— Start of Records for this exercise —

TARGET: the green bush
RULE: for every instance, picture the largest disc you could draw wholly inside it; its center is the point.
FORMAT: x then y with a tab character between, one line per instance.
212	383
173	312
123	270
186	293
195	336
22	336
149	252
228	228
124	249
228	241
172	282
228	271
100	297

— End of Records for this exercise —

**Work to be completed**
Lay out all the material as a numbered list, omitting any blank lines.

**Solution for this exercise**
1. TARGET: the green bush
2. RULE: for every instance, picture the largest disc you could draw wholly inside it; its center is the point.
3. FORMAT: x then y with a tab character between, one line per instance.
4. 212	383
5. 173	312
6. 123	270
7. 186	293
8. 195	336
9. 22	336
10. 149	252
11. 228	228
12. 124	249
13. 228	241
14. 172	282
15. 228	271
16. 100	297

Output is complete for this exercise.